Source text:
__________
Nervous Breakdowns - Research News
The nervous breakdown, the mysterious affliction that has been a staple of American life and literature for more than a century, has been wiped out by the combined forces of psychiatry, pharmacology and managed care.

But people keep breaking down anyway. Margot Kidder, Philip Roth, William Styron, Kitty Dukakis, Mike Wallace, Bobby Fischer, Betty Ford, Joan Rivers, just to name some of the famous -- all experienced a wrenching break from this world, a kind of living death. "The mind begins to feel aggrieved, stricken, and the muddied thought processes register the distress of an organ in convulsion. . . . It is a storm indeed, but a storm of murk," wrote William Styron about his experience. Kitty Dukakis recalled lying in bed doing nothing: "I couldn't get up and get dressed, but I couldn't sleep either."

Indeed, perhaps the only symptom of this condition that has remained constant over the years is mental and physical exhaustion, a feeling that an overloaded machine has finally blown. "You don't shave. You don't shower, you don't brush your teeth. You don't care," the actor Rod Steiger said about his experience.

Most psychiatrists sniff at the term nervous breakdown, considering it to be as inexact and unscientific as its predecessors: the vapors, neurasthenia, spinal irritation, neuralgic disease, nervous prostration. "Patients preferred the idea of a physical illness, an illness of the nervous system, to a psychological illness," says Edward Shorter, professor of the history of medicine at the University of Toronto. "That way it wasn't inherited. It was a little fig leaf that psychiatrists used for about 100 years to get patients to come to them." With the Freudian revolution, psychiatrists began to realize that nervous breakdowns and other mental disorders were diseases of the mind, not of the spine and peripheral nerves.
__________
Material provided:
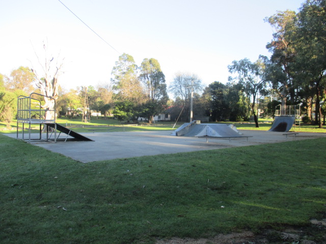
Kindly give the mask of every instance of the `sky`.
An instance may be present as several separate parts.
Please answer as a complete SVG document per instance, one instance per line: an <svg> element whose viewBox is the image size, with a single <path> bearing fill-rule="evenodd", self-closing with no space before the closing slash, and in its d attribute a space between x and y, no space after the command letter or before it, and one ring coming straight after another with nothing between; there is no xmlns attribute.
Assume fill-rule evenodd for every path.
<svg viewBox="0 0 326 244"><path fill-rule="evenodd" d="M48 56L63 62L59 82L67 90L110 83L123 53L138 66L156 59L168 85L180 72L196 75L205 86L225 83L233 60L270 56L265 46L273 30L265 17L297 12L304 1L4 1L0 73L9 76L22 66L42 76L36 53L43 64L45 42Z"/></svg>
__________
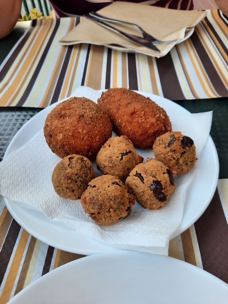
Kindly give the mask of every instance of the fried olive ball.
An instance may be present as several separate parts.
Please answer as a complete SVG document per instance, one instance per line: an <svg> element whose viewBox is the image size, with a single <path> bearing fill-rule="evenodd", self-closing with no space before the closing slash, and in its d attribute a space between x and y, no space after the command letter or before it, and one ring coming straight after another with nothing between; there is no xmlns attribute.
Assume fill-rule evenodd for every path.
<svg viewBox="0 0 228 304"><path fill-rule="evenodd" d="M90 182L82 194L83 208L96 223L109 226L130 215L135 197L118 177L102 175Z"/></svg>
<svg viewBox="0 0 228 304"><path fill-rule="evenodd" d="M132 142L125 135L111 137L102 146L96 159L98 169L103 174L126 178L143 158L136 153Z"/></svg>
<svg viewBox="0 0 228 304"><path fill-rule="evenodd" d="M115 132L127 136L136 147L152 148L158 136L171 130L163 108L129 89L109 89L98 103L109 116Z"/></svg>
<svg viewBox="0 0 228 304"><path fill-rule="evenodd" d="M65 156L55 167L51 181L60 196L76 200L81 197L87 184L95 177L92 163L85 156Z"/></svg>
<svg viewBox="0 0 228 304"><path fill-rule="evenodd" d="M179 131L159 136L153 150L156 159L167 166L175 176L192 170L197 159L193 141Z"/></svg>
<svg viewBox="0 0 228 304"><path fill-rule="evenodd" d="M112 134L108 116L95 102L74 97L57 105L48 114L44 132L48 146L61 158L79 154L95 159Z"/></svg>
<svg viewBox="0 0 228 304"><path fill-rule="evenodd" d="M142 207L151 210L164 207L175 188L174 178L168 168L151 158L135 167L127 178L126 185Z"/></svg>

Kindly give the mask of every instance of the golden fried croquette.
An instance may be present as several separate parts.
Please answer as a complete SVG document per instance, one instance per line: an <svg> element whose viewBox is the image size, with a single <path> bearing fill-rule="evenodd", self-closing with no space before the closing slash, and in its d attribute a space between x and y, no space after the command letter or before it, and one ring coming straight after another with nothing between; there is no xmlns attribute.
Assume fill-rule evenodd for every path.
__________
Task to carry out: Please continue the article on nervous breakdowns, starting after its final sentence, which ends "not of the spine and peripheral nerves."

Result of this task:
Yet among the general public, the term nervous breakdown is still widely used and understood to mean snapping under extreme pressure. In a 1995 survey by Prevention magazine on the subject of stress, 13% of the respondents said they were "two steps ahead of a nervous breakdown." And in a new movie called "Losing Chase," a wife and mother played by Helen Mirren returns home after a lengthy recuperation from a nervous breakdown. So profound is her enervation that she struggles even to tap the ash from her cigarette.

Over the years, psychiatry has gradually subdivided the term into more precise diagnostic categories. Today, nervous breakdowns may be acute psychotic breaks or schizophrenic episodes, as when people suddenly become convinced that aliens have planted listening devices in their teeth, or manic breaks. Or they may be panic attacks, the hot new malady that is quickly replacing depression as the mental illness du jour. But the current diagnosis that most closely resembles the traditional nervous breakdown is "Major Depressive Episode," in which, according to the Diagnostic and Statistical Manual of Mental Disorders, a person may experience "loss of interest or pleasure in nearly all activities" and "sustained fatigue without physical exertion." (The first DSM, published in 1952, called nervous breakdowns "psychophysiologic nervous system reactions.") Peter Kramer, a professor of psychiatry at Brown University and author of "Listening to Prozac," laments the "hyperdiagnostic" phase the field is now going through. "Maybe it's just something like having the circuits overload, and it doesn't matter how you get there," he says.